■ AIM: Please display every line of the items below that contains the string "thistle". Case counts.

■ ITEMS:
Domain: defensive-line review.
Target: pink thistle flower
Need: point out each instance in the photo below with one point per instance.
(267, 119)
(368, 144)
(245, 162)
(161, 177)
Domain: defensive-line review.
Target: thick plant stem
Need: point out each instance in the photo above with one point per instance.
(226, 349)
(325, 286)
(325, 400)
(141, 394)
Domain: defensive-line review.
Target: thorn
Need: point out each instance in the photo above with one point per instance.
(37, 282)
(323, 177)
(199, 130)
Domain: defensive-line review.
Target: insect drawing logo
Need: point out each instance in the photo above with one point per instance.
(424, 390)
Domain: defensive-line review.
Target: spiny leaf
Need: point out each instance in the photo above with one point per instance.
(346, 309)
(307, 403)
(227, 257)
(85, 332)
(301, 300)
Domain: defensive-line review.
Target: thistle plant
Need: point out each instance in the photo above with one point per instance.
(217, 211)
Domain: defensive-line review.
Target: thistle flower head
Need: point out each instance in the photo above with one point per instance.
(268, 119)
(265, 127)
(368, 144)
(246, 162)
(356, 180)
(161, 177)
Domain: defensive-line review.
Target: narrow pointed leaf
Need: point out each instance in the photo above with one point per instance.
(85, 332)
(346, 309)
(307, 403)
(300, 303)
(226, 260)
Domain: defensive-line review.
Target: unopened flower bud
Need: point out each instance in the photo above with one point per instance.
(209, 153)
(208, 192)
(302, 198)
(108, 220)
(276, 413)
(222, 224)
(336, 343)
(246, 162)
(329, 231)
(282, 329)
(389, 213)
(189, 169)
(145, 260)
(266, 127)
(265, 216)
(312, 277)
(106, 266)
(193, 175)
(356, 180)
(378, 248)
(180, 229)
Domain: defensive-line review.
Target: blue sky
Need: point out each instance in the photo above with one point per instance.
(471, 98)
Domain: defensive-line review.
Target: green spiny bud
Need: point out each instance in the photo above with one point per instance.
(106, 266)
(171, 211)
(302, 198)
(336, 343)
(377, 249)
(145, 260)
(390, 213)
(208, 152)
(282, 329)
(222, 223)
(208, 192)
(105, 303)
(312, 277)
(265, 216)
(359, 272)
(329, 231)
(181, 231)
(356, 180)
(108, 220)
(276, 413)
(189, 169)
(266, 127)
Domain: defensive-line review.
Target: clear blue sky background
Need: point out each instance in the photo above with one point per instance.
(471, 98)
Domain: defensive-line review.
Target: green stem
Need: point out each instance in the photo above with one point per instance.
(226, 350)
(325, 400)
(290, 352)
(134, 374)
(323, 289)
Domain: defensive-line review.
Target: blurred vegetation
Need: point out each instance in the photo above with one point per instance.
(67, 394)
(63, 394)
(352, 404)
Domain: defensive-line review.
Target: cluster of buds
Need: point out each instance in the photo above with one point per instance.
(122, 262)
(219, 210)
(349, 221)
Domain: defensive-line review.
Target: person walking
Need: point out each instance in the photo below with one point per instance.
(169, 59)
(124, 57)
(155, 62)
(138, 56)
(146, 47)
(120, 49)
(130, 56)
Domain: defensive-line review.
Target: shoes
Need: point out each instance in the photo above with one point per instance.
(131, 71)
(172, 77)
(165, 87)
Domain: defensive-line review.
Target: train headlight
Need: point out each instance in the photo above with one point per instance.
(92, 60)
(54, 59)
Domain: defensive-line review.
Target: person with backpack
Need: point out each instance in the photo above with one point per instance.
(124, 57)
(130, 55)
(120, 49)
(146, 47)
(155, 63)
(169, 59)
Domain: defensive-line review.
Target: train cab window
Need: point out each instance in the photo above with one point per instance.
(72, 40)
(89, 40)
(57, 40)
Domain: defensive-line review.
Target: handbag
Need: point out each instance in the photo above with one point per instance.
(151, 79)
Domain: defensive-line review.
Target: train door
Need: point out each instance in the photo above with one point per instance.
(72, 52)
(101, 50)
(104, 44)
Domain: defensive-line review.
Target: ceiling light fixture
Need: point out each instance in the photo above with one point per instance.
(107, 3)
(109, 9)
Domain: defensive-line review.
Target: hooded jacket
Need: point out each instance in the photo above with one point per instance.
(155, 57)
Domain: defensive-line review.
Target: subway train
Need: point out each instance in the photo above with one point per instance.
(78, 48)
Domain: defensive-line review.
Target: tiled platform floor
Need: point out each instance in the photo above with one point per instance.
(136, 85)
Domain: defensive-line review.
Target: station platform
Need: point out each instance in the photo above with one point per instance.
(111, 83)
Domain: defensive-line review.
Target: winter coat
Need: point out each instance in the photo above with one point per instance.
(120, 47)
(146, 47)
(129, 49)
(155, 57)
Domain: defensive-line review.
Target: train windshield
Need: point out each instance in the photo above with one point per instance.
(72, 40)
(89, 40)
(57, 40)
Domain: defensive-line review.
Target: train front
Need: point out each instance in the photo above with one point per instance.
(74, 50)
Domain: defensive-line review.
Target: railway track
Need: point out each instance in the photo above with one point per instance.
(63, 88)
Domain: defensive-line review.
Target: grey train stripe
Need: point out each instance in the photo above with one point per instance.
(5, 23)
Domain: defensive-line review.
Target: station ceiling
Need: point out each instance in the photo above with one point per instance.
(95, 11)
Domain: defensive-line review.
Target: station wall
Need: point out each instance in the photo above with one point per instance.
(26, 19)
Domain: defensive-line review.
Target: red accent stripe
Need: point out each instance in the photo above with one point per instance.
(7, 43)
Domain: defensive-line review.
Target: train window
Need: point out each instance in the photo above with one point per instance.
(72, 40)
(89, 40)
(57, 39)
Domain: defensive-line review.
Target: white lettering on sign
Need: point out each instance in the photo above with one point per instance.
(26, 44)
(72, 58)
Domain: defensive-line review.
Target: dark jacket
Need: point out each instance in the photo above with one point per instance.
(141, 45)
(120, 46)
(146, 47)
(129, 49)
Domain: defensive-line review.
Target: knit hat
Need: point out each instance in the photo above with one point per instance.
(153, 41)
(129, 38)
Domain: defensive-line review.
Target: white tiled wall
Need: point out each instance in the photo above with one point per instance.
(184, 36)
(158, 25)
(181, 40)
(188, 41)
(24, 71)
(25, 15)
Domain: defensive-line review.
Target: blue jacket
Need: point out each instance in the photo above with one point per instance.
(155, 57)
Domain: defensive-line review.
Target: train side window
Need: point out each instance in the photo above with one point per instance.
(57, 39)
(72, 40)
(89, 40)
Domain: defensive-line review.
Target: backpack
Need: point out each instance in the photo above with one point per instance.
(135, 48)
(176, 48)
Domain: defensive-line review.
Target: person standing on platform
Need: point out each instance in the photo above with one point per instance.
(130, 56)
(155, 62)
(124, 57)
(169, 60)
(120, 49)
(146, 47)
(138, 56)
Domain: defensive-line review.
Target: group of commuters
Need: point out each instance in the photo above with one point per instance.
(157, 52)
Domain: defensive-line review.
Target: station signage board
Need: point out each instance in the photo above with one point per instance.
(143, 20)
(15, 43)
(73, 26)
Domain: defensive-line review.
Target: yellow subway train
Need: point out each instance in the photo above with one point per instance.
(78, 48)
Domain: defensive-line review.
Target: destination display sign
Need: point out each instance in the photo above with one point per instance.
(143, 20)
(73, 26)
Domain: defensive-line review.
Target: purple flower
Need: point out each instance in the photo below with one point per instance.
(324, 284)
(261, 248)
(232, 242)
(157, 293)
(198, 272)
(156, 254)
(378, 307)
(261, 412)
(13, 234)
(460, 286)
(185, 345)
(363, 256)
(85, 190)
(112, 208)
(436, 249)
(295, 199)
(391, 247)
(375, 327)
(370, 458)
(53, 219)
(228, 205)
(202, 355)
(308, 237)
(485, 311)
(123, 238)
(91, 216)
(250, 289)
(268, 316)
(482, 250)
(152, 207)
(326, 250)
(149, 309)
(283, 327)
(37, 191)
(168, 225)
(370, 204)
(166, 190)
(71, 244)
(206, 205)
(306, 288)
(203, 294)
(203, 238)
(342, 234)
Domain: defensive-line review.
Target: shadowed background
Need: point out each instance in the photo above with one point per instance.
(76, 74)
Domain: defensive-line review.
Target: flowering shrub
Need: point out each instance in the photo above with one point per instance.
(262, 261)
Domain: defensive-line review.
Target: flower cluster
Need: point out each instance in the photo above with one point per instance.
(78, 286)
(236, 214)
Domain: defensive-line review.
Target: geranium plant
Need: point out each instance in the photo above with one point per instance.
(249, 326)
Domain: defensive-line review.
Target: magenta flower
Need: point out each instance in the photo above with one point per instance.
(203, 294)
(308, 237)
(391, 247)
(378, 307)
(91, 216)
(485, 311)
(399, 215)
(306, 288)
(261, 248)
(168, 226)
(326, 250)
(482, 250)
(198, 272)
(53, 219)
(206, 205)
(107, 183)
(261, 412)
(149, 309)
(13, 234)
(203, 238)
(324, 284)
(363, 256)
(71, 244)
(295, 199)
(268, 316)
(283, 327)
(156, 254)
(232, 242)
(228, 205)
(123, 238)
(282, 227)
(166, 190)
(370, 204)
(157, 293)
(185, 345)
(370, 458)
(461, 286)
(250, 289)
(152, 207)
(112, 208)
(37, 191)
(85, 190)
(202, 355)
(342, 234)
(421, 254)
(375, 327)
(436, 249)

■ ANSWER BELOW:
Target: pink thistle flower
Target: thistle plant
Target: thistle flower head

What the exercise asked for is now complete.